- **Text**:
Using the slower but more accurate algorithm by
default seems like a sensible tradeoff since losing several
significant digits
may be much more costly overall when propagated through a larger computation.
It should be noted that the code
switches back to direct Gaussian elimination when the
precision is much higher than the expected precision loss, so no slowdown
will occur when solving 20 by 20 systems at 1000-digit precision,
for example.
Users also have the option of selecting an algorithm
manually by calling `arb_mat_solve_lu` (direct Gaussian elimination)
or `arb_mat_solve_precond` (the Hansen-Smith algorithm)
instead of the default `arb_mat_solve`.

### Versus the machine

With $n = 1000$ and 53-bit precision, the new `arb_mat_solve`
is "only" 150 times slower than
`numpy.linalg.solve` (LAPACK `dgesv`) which takes 0.125 seconds
to compute a non-certified solution.
Roughly one order of magnitude is due to the inherent overhead of
the certified solving algorithm,
and another order of magnitude is due to using arbitrary-precision arithmetic.
The second item is certainly improvable: a factor two could be saved
by using `double` internally for the
approximate solving, and another factor three could probably
be saved with use of BLAS and other optimizations in FLINT.
This would bring the factor down to 25 which is in the ballpark
of machine-precision interval software such as
INTLAB
which reportedly solves a size-1000 system 12 times slower than
MATLAB's backslash operator.

- **Data extract**:

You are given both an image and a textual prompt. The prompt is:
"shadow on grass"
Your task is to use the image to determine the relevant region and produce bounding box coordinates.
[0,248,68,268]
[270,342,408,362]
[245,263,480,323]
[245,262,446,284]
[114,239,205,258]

- **What you will do**:
**A.** In the passage on certified linear system solving, which function does direct Gaussian elimination?
**B.** Resume the passage on certified linear system solving from its last sentence.

- **Set of answers**:
**A.** `arb_mat_solve_lu`

**B.**
In principle, the solving in Arb at precision up to 53 bits
could be made nearly as fast as
INTLAB by converting the matrices to `double` format
and doing all calculations (including certifications) in this format internally.
Implementing this correctly is complicated, however,
and the design is more conservatively structured around
arbitrary-precision arithmetic for now.

### Ill-conditioned systems

For solving ill-conditioned systems, increasing the precision
(typically to $O(n)$ bits)
is unavoidable.
If we change the DCT matrix to
a Hilbert matrix, the old and new versions of `arb_mat_solve`
compare as follows:

$n$ | Time, Arb 2.13 | Time, Arb 2.14-git | Speedup |
---|---|---|---|

10 | 0.00010 | 0.000203 | 0.49 |

30 | 0.00529 | 0.0128 | 0.41 |

100 | 0.5 | 1.013 | 0.49 |

300 | 85.362 | 87.791 | 0.97 |

Again, a slight slowdown for ill-conditioned systems is a necessary tradeoff
to optimize for well-conditioned systems and for global efficiency,
and users who know that they are dealing with a system of this type
in the range where direct Gaussian elimination is faster
can always call `arb_mat_solve_lu` manually.

### Matrix inversion

The improved linear solving also extends to matrix inversion, which just amounts to solving $AX = I$. In fact, the new code performs even better in this case compared to the old code: with the old code, solving with a square matrix right-hand side is about twice as expensive as with a vector right-hand side, but with the new algorithm, a matrix right-hand side is barely more expensive than a vector.

If we change the DCT benchmark code above
to compute $A^{-1}$ (by calling `arb_mat_inv`
instead of `arb_mat_solve`), we find that Arb 2.14-git is
**50 times faster** than Arb 2.13 when $n = 1000$.

## Matrix multiplication

Matrix multiplication in Arb previously just used the classical
algorithm, executed in ball arithmetic (`arb_mat_mul_classical`).
There is also a multithreaded version (`arb_mat_mul_threaded`)
of classical multiplication that helps for large
matrices if the user has a lot of cores available.
However, the classical algorithm is not ideal for arbitary-precision
arithmetic, because there is a huge amount of overhead for each
arithmetic operation.

Polynomial multiplication in Arb uses the trick of breaking
the polynomials into blocks of coefficients that have nearly the
same magnitude, rescaling these blocks to have integer coefficients,
and multiplying the individual blocks using FLINT's blazingly
fast $\mathbb{Z}[x]$ (`fmpz_poly`) arithmetic.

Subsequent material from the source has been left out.